- Opening Delimiter -

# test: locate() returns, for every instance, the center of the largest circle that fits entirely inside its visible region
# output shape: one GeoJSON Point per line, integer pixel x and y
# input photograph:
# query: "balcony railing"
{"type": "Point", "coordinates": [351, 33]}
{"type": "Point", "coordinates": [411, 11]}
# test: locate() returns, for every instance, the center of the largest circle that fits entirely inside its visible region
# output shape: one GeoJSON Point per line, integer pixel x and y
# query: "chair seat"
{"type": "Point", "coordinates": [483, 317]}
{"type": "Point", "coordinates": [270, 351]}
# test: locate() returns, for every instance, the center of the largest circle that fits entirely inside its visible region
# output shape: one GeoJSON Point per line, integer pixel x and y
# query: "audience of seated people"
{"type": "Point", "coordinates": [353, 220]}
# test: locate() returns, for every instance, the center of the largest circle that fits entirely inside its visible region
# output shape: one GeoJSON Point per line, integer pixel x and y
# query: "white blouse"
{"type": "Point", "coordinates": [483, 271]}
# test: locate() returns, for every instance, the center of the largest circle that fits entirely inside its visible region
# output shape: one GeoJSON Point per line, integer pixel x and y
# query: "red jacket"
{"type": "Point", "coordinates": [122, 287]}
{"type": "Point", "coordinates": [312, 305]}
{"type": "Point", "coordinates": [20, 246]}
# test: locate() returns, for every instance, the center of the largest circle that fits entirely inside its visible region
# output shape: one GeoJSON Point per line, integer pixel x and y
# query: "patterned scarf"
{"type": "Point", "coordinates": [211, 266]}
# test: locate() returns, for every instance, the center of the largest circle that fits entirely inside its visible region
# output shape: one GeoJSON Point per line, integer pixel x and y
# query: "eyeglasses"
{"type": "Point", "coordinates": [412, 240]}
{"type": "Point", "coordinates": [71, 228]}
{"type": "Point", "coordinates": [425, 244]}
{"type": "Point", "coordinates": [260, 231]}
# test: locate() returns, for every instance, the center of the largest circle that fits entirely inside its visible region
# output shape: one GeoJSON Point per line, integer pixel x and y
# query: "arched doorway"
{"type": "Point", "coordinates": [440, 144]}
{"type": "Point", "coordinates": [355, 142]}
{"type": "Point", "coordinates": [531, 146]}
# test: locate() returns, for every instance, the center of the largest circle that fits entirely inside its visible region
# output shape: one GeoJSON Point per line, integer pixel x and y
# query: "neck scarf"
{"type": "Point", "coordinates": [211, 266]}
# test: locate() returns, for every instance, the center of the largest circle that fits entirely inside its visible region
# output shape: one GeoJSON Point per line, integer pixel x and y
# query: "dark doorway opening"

- Closing Delimiter -

Task: Everything in the listing should be set down again exactly.

Result of the task:
# test: locate() returns, for every instance, the center of the largest circle that fits entirely inside its visible region
# output shape: one GeoJSON Point per line, integer pixel x and y
# input photograph:
# query: "balcony railing"
{"type": "Point", "coordinates": [351, 33]}
{"type": "Point", "coordinates": [411, 11]}
# test: locate() returns, for every instance, the center of the largest circle that fits entirely inside its visible region
# output shape: one GeoJSON Point per line, integer pixel x and y
# query: "chair seat"
{"type": "Point", "coordinates": [483, 317]}
{"type": "Point", "coordinates": [270, 351]}
# test: locate() returns, for every instance, the center of the largest circle that fits entirely inside its visible region
# output shape: one GeoJSON Point per line, integer pixel x and y
# query: "audience of seated people"
{"type": "Point", "coordinates": [353, 220]}
# test: locate() returns, for every instance, the center of the largest circle that fits entirely inside its visible region
# output shape: one GeoJSON Point per line, integer pixel x and y
# query: "white blouse"
{"type": "Point", "coordinates": [483, 271]}
# test: locate() returns, for every instance, the center of the largest circle that fits entirely inside its visible region
# output shape: one GeoJSON Point per line, integer pixel x and y
# query: "red jacket"
{"type": "Point", "coordinates": [122, 287]}
{"type": "Point", "coordinates": [312, 305]}
{"type": "Point", "coordinates": [20, 246]}
# test: locate() returns, for every instance, the center of the largest circle that fits entirely inside its visible region
# output shape: one GeoJSON Point per line, integer pixel x and y
# query: "patterned scarf"
{"type": "Point", "coordinates": [211, 266]}
# test: locate() returns, for every instance, the center of the largest circle that fits entirely inside its visible region
# output shape: one GeoJSON Point per line, integer pixel x and y
# query: "eyeglasses"
{"type": "Point", "coordinates": [412, 240]}
{"type": "Point", "coordinates": [71, 228]}
{"type": "Point", "coordinates": [425, 244]}
{"type": "Point", "coordinates": [260, 231]}
# test: locate() returns, for every instance, the center of the largest circle that fits entirely inside its visible region
# output shape: one GeoJSON Point per line, integer pixel x and y
# query: "arched doorway"
{"type": "Point", "coordinates": [440, 144]}
{"type": "Point", "coordinates": [355, 142]}
{"type": "Point", "coordinates": [531, 146]}
# test: locate() returns, for every instance, the center of the largest circle that fits entirely inside its visible region
# output shape: one GeoJSON Point per line, integer pixel x and y
# query: "neck scarf"
{"type": "Point", "coordinates": [211, 266]}
# test: locate() returns, for every instance, the center of the largest circle that fits entirely inside its visible region
# output shape: one GeoJSON Point per line, integer pixel x and y
# query: "dark doorway opening"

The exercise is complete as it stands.